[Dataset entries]
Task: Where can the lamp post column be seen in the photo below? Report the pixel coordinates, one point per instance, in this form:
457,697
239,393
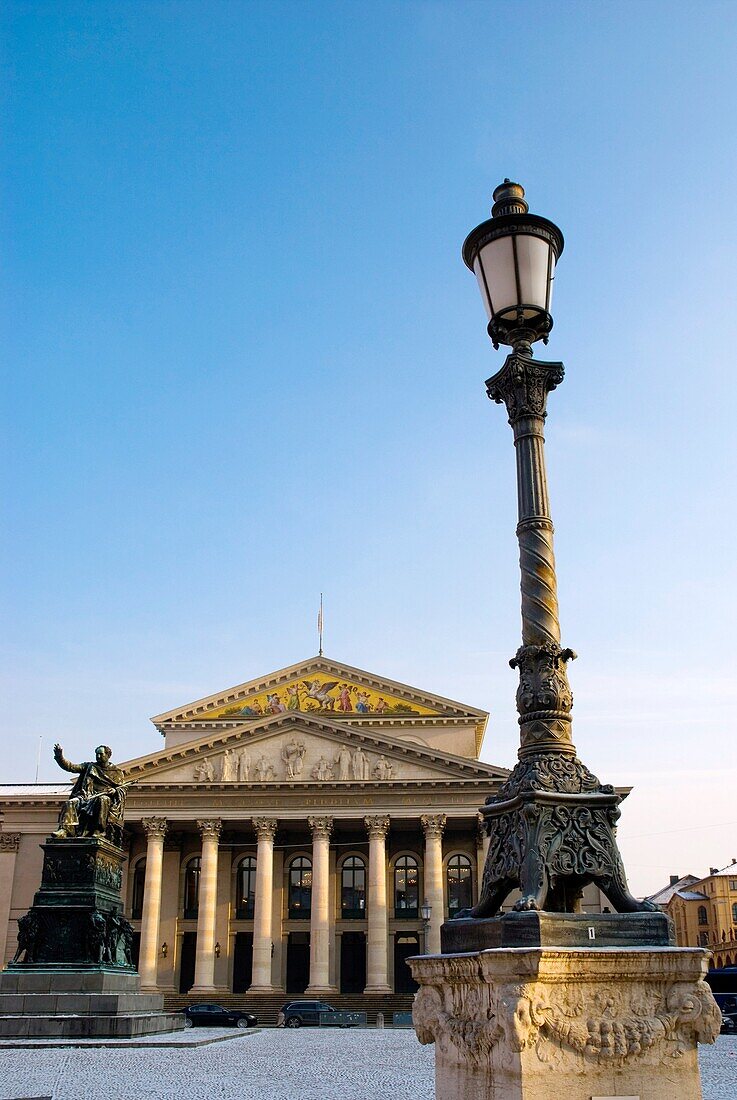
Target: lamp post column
155,829
207,908
376,941
552,823
262,915
433,826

> **Task objective**: Express every line of the rows above as a JSON list of strings, with one string per line. Leave out blank lines and the pictures.

> **Solution to the problem**:
[
  "Task: Where can the lamp post column be seen in the photo below? Report the pixel coordinates, one point per instance, in this form:",
  "457,697",
  "239,393",
  "Target: lamp post column",
  "155,829",
  "207,908",
  "376,941",
  "552,823",
  "262,915",
  "433,826"
]